指示 A -
第2次石破政権についての本文によると、第2次石破内閣は何年のどの内閣以来の少数与党政権になりますか。
指示 B -
第2次石破政権についての本文から、「先の衆院選挙を受けて11日に」を含むところから書き写し、「あり方を含めて考えてみたい。」で終えてください。

本文 -
”綱渡りの政権運営”第2次石破政権

先の衆院選挙を受けて11日に召集された特別国会は首相指名選挙が行われ、衆議院では自民・公明両党が過半数を割り込んだことから30年ぶりの決選投票に持ち込まれた。その結果、石破首相が、立憲民主党の野田代表を破って新しい首相に選出された。

参議院では与党が多数を占めることから1回目の投票で石破首相が選出され、第103代の首相に就任した。石破首相は直ちに新しい内閣の組閣人事を行い、衆院選で落選した2人の閣僚と公明党の代表就任に伴う後任の閣僚を決定し、第2次石破内閣を発足させた。

この後、石破首相は記者会見し、先の衆院選に関連して「厳しい結果を受け、あるべき国民政党として生まれ変わらなければならない」とのべ、政策活動費の廃止や旧文通費の使途の公開などについて早期に結論を出す考えを表明した。

第2次石破内閣は衆院選挙での過半数割れで、1994年の羽田内閣以来30年ぶりの少数与党政権となる。石破政権のこれからの政権運営はどのようになるのか、今後の政治のあり方を含めて考えてみたい。

元の資料 -

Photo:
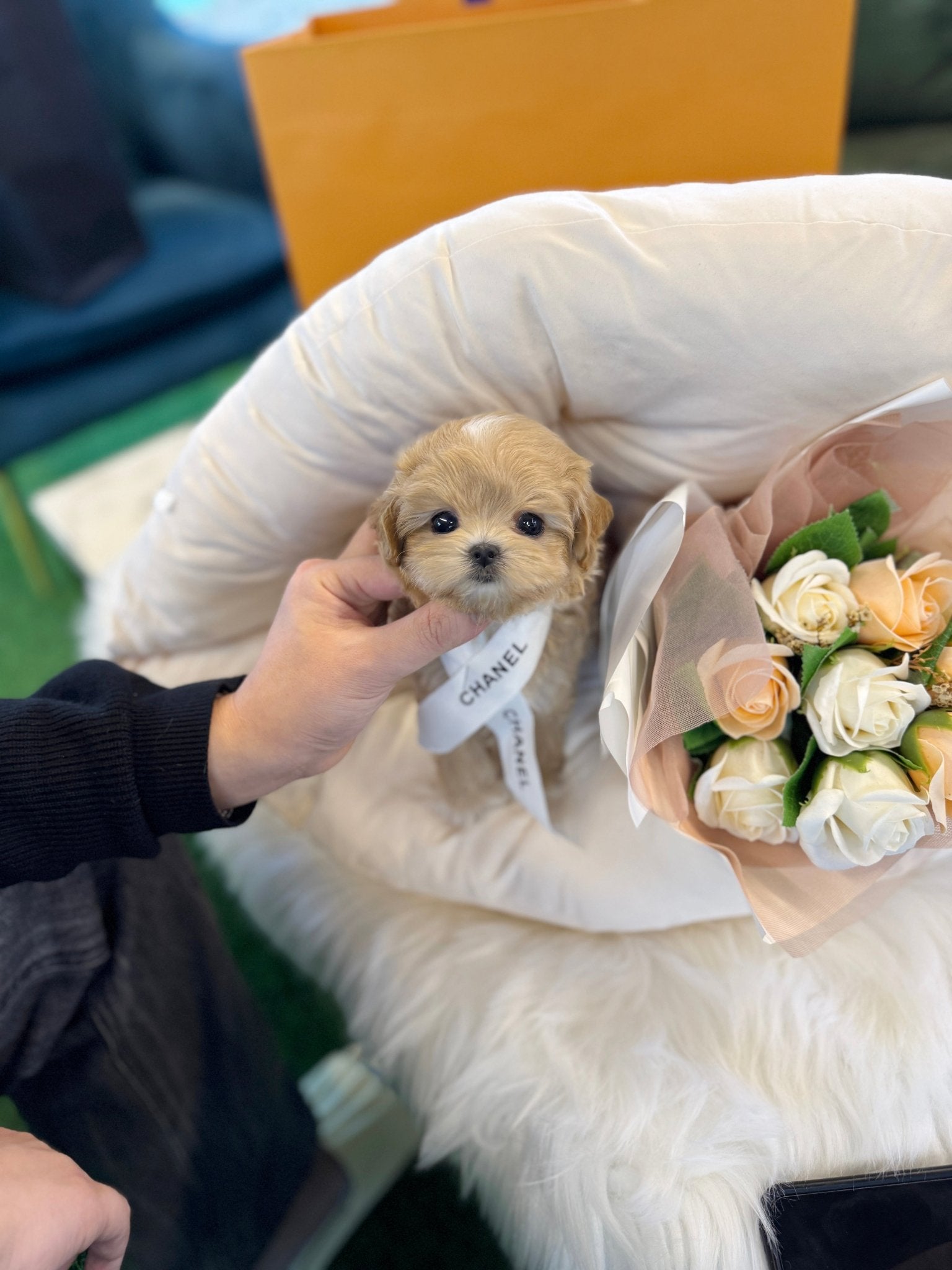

回答全文 A -
1994年の羽田内閣以来、30年ぶりの少数与党政権です。

回答全文 B -
先の衆院選挙を受けて11日に召集された特別国会は首相指名選挙が行われ、衆議院では自民・公明両党が過半数を割り込んだことから30年ぶりの決選投票に持ち込まれた。その結果、石破首相が、立憲民主党の野田代表を破って新しい首相に選出された。

参議院では与党が多数を占めることから1回目の投票で石破首相が選出され、第103代の首相に就任した。石破首相は直ちに新しい内閣の組閣人事を行い、衆院選で落選した2人の閣僚と公明党の代表就任に伴う後任の閣僚を決定し、第2次石破内閣を発足させた。

この後、石破首相は記者会見し、先の衆院選に関連して「厳しい結果を受け、あるべき国民政党として生まれ変わらなければならない」とのべ、政策活動費の廃止や旧文通費の使途の公開などについて早期に結論を出す考えを表明した。

第2次石破内閣は衆院選挙での過半数割れで、1994年の羽田内閣以来30年ぶりの少数与党政権となる。石破政権のこれからの政権運営はどのようになるのか、今後の政治のあり方を含めて考えてみたい。